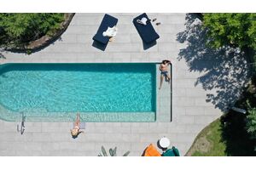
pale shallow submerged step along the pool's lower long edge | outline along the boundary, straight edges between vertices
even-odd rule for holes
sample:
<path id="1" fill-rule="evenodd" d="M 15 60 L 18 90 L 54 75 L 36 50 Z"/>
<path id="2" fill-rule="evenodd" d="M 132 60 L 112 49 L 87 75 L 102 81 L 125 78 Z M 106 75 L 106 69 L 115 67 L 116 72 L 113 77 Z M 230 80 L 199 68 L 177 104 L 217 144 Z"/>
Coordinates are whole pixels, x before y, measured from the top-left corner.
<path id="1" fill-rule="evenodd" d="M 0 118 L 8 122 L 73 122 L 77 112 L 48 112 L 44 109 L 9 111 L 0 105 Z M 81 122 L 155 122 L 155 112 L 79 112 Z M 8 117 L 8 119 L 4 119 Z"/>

***

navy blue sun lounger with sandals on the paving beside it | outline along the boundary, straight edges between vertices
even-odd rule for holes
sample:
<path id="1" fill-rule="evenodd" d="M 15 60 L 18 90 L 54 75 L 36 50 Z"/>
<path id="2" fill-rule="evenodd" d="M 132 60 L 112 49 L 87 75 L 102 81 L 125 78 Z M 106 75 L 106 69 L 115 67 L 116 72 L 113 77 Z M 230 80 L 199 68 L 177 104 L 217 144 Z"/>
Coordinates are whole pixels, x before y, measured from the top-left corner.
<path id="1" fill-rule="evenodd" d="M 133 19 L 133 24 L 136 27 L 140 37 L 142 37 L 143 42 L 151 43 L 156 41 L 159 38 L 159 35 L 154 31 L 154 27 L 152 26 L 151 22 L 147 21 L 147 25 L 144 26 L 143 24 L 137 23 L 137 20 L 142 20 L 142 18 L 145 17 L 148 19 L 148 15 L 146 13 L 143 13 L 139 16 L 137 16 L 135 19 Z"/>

***

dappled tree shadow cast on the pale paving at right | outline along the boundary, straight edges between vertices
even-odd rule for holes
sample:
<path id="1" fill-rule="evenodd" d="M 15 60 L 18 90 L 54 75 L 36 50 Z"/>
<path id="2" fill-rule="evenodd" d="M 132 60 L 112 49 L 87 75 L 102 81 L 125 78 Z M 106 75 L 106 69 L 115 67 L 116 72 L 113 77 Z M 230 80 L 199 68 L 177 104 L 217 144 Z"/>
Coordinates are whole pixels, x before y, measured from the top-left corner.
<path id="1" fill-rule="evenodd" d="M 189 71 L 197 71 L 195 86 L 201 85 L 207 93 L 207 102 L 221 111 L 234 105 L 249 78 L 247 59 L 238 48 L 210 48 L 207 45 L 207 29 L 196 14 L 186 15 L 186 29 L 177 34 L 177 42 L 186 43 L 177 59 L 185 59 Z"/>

***

WHAT IS EXPECTED: Which lines in the data above contain "boundary"? Show each one.

ANSWER BOX:
pale shallow submerged step along the pool's lower long edge | outline along the boundary, straight edges between vertices
navy blue sun lounger with sandals on the paving beside it | outline along the boundary, straight edges between vertices
dappled tree shadow cast on the pale paving at right | outline along the boundary, straight edges between vertices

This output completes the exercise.